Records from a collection
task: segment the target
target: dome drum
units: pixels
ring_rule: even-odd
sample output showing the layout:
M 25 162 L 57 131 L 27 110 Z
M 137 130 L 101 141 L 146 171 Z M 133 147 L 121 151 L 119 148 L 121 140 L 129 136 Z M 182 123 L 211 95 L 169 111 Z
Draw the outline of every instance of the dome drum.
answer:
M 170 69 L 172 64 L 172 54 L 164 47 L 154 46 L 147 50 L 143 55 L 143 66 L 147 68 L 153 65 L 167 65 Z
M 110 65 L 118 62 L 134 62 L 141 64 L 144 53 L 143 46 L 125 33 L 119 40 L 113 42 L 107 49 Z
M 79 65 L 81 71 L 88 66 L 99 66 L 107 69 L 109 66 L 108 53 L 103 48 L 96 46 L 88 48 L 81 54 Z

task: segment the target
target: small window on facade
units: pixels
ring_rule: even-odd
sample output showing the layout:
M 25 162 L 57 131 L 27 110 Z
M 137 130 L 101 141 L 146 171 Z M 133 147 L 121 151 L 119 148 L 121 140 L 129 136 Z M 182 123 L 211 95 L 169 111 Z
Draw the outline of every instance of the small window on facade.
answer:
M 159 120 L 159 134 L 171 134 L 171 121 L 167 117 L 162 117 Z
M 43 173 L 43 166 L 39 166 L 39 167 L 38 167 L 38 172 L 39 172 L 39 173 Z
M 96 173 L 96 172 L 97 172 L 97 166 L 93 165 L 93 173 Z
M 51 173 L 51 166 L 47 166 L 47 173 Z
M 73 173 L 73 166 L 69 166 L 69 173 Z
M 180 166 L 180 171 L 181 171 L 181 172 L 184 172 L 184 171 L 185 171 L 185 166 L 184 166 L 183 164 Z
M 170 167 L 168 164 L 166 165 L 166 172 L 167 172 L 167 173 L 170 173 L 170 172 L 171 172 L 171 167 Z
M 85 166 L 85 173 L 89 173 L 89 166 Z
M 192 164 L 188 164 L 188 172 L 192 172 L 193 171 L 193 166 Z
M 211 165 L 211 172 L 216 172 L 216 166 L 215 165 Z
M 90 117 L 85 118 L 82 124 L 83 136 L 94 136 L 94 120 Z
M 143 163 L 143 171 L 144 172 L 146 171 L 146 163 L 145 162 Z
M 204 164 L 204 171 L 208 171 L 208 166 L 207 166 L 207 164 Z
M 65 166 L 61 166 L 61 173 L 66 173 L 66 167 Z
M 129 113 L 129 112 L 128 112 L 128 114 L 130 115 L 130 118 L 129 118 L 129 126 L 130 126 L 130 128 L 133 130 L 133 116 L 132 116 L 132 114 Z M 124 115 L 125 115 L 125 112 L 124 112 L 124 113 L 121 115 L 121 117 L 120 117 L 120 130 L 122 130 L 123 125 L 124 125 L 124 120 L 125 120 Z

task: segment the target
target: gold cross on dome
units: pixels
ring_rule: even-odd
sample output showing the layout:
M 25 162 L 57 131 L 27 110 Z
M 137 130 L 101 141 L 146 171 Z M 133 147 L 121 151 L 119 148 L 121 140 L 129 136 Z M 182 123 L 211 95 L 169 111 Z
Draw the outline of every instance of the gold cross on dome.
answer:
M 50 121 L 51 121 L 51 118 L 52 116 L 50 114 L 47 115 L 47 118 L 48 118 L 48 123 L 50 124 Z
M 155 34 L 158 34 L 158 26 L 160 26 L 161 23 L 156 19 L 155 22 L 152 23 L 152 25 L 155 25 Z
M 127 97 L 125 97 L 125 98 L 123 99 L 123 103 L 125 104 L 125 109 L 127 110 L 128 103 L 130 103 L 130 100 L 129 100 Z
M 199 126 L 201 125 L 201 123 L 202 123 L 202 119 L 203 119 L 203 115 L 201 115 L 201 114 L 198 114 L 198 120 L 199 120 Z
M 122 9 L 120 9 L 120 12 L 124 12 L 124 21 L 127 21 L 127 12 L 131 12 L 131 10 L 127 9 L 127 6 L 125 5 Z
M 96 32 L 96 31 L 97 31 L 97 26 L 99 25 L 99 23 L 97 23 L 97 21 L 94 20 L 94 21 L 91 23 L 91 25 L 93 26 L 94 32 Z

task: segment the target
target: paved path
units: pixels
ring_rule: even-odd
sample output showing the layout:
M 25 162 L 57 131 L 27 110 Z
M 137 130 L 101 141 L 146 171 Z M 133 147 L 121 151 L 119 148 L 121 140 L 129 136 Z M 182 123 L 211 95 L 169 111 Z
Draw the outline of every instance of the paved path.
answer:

Work required: Rewrite the records above, switching "Draw the outline" to "Trace the outline" everywhere it occurs and leaving everything else as it is.

Response to this task:
task: segment the target
target: dome drum
units: pixels
ring_rule: even-odd
sample output showing the layout:
M 25 162 L 57 131 L 27 110 Z
M 137 130 L 101 141 L 146 171 Z M 133 147 L 121 151 L 119 148 L 121 140 L 129 136 Z M 182 123 L 211 95 L 169 111 Z
Trace the outline of every instance of the dome drum.
answer:
M 170 69 L 172 64 L 172 54 L 164 47 L 154 46 L 147 50 L 143 55 L 143 66 L 147 68 L 153 65 L 167 65 Z
M 110 65 L 118 62 L 134 62 L 141 64 L 144 53 L 143 46 L 125 33 L 119 40 L 113 42 L 107 49 Z
M 79 65 L 81 71 L 88 66 L 99 66 L 107 69 L 109 66 L 108 53 L 103 48 L 96 46 L 88 48 L 81 54 Z

task: segment the target
target: small window on facade
units: pixels
ring_rule: even-odd
sample output showing the layout:
M 25 162 L 57 131 L 27 110 Z
M 137 130 L 101 141 L 146 171 Z M 133 147 L 121 151 L 119 148 L 121 140 L 129 136 Z M 182 123 L 211 95 L 169 111 Z
Trace the outline of every instance of the small window on facade.
answer:
M 159 120 L 159 134 L 171 134 L 171 121 L 167 117 L 162 117 Z
M 43 173 L 43 166 L 39 166 L 39 167 L 38 167 L 38 172 L 39 172 L 39 173 Z
M 96 173 L 96 172 L 97 172 L 97 166 L 93 165 L 93 173 Z
M 51 173 L 51 166 L 47 166 L 47 173 Z
M 73 173 L 73 166 L 69 166 L 69 173 Z
M 180 166 L 180 171 L 181 171 L 181 172 L 184 172 L 184 171 L 185 171 L 185 166 L 184 166 L 183 164 Z
M 170 167 L 168 164 L 166 165 L 166 172 L 167 172 L 167 173 L 170 173 L 170 172 L 171 172 L 171 167 Z
M 85 166 L 85 173 L 89 173 L 89 166 Z
M 192 164 L 188 164 L 188 172 L 192 172 L 193 171 L 193 166 Z
M 211 165 L 211 172 L 216 172 L 216 166 L 215 165 Z
M 90 117 L 85 118 L 82 124 L 83 136 L 94 136 L 94 120 Z
M 143 163 L 143 171 L 144 172 L 146 171 L 146 163 L 145 162 Z
M 204 164 L 204 171 L 208 171 L 208 166 L 207 166 L 207 164 Z
M 65 166 L 61 166 L 61 173 L 66 173 L 66 167 Z
M 129 113 L 129 112 L 128 112 L 128 114 L 130 115 L 130 118 L 129 118 L 129 126 L 130 126 L 130 128 L 133 130 L 133 116 L 132 116 L 132 114 Z M 124 115 L 125 115 L 125 112 L 124 112 L 124 113 L 121 115 L 121 117 L 120 117 L 120 130 L 122 130 L 123 125 L 124 125 L 124 120 L 125 120 Z

task: segment the target
target: gold cross on dome
units: pixels
ring_rule: even-odd
sample output showing the layout:
M 25 162 L 57 131 L 27 110 Z
M 137 130 L 101 141 L 146 171 Z M 133 147 L 121 151 L 119 148 L 121 140 L 129 136 Z M 182 123 L 211 95 L 169 111 Z
Trace the outline of every instance of the gold cross on dome.
answer:
M 50 121 L 51 121 L 51 118 L 52 116 L 50 114 L 47 115 L 47 118 L 48 118 L 48 123 L 50 124 Z
M 155 34 L 158 34 L 158 26 L 160 26 L 161 23 L 156 19 L 155 22 L 152 23 L 152 25 L 155 25 Z
M 127 97 L 125 97 L 125 98 L 123 99 L 123 103 L 125 104 L 125 109 L 127 110 L 128 103 L 130 103 L 130 100 L 129 100 Z
M 199 126 L 201 125 L 201 123 L 202 123 L 202 119 L 203 119 L 203 115 L 201 115 L 201 114 L 198 114 L 198 120 L 199 120 Z
M 122 9 L 120 9 L 120 12 L 124 12 L 124 21 L 127 21 L 127 12 L 131 12 L 131 10 L 127 9 L 127 6 L 125 5 Z
M 96 32 L 96 31 L 97 31 L 97 26 L 99 25 L 99 23 L 97 23 L 97 21 L 94 20 L 94 21 L 91 23 L 91 25 L 93 26 L 94 32 Z

task: segment the target
target: paved path
units: pixels
ring_rule: even-odd
sample output showing the layout:
M 25 162 L 57 131 L 27 110 Z
M 137 130 L 101 141 L 146 171 Z M 133 147 L 121 151 L 119 148 L 121 140 L 129 136 Z M 182 123 L 211 95 L 169 111 Z
Trace the outline of every instance of the paved path.
answer:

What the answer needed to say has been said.